> [Short task 1]: List every chapter-and-verse reference from Mark that appears inside parentheses in the Mark 9 commentary.
> [Short task 2]: From the Mark 9 commentary, return word for word the part that opens with the words containing "Jesus will be" and closes with "of the Baptist.".

> [Source excerpt]:

-------

Friday, February 13, 2009

Mark 9:30 – 49 Discipleship of the Son of Man (2)

The pattern established in the first prediction cycle – passion prediction, misunderstanding by the disciples and teaching on discipleship – is continued with some stylistic variations: the shortest prediction and a second block of misunderstanding and teaching. As the middle of three cycles of this pattern, we would expect it would be the most important of the three, but that may be a matter of taste.

Mark 9:30 –31 Second Passion Prediction


Jesus will be “handed over” into human hands. The Baptist was “handed over” (1:14) and increasing reference to this quasi-technical term (actually, “theological terms”) will be noted, especially in chapters 14 & 15. We anticipate a fate comparable to that of the Baptist.

Mark 9:32 –34 Misunderstanding


They “did not understand” because they still saw “men as trees, walking” or because they understood enough to know they did not want to understand it any more (Malbon, 63), or because Mark wants us to see that they were actually regressing and ask why they could be so dense (Donahue, 284). They had been arguing over who was the greatest in their group, like boys in the playground!

Mark 9:35 – 37 Instruction on Discipleship


Jesus responds by picturing the new nature of greatness within his followers. The one who is the greatest is the servant of all. We remember that Jesus will say that “the Son of Man came not to be served but to serve”(10:45) Here he presents the “poster child” of the kingdom. The child does no represent a romantic ideal of innocence: the child is the one who is completely powerless, with less status that a slave. In exemplifying God being for the powerless, Jesus uses the language of agency: “the agent is as the one who sent him”. Jesus is the agent/apostle of God.

Mark 9:38 More Misunderstanding


Why John by himself? Who is the strange exorcist? Is the “following us” referring to Jesus and his disciples or just to the disciples? Was this exorcist doing what the disciples could not do (9:28-29)? Did they forbid him or prevent him, as they will prevent children from coming to Jesus (10:14)? Oh, the questions that come up here!

-------

> [Material provided]:
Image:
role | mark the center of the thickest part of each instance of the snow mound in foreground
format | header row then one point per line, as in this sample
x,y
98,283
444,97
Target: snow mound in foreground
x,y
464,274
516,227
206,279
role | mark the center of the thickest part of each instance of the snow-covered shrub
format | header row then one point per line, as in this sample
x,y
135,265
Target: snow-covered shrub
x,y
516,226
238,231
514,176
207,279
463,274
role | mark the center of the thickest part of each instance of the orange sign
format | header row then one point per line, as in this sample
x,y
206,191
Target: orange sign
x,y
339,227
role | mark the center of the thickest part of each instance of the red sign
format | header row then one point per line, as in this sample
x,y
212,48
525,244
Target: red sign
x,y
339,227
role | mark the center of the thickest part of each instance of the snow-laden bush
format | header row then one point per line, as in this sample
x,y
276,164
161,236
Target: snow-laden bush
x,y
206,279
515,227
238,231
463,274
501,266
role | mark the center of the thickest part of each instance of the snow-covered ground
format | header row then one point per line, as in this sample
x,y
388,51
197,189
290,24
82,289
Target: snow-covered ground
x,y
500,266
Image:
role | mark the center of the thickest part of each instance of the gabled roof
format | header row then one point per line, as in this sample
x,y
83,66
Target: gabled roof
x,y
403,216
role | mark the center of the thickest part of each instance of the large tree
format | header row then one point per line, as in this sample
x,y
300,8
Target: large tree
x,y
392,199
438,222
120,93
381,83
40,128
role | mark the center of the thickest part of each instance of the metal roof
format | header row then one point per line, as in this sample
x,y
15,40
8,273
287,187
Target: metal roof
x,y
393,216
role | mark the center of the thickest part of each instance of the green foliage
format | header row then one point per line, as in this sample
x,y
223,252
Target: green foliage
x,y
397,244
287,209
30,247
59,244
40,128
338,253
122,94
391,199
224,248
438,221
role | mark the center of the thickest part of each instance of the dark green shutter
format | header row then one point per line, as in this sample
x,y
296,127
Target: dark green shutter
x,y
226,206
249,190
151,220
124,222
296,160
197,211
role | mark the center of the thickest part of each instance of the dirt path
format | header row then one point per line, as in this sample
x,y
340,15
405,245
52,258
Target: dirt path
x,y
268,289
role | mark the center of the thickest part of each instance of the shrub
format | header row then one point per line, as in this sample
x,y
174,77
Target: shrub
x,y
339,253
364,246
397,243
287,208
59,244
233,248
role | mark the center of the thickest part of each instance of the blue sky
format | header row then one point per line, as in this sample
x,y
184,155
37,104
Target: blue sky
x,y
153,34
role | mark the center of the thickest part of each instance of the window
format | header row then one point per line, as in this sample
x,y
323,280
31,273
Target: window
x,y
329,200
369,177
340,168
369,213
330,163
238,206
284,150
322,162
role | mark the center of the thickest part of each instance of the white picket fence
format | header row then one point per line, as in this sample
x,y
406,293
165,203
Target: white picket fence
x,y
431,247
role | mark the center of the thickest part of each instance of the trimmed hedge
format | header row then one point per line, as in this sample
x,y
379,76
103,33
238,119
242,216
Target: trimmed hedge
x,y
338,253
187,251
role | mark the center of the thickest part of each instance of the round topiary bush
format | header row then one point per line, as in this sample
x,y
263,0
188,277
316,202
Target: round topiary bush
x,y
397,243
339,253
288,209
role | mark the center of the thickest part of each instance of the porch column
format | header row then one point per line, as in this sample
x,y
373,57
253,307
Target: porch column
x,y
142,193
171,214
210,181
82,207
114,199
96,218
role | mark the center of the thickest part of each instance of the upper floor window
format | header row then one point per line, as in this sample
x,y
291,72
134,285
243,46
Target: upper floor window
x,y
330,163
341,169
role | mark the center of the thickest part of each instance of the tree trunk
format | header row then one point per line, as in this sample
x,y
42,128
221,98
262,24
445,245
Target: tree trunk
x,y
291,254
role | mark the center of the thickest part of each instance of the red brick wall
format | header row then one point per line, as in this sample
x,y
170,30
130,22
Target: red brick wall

-------

> [Answer 1]:
1:14
10:45
9:28-29
10:14

> [Answer 2]:
Jesus will be “handed over” into human hands. The Baptist was “handed over” (1:14) and increasing reference to this quasi-technical term (actually, “theological terms”) will be noted, especially in chapters 14 & 15. We anticipate a fate comparable to that of the Baptist.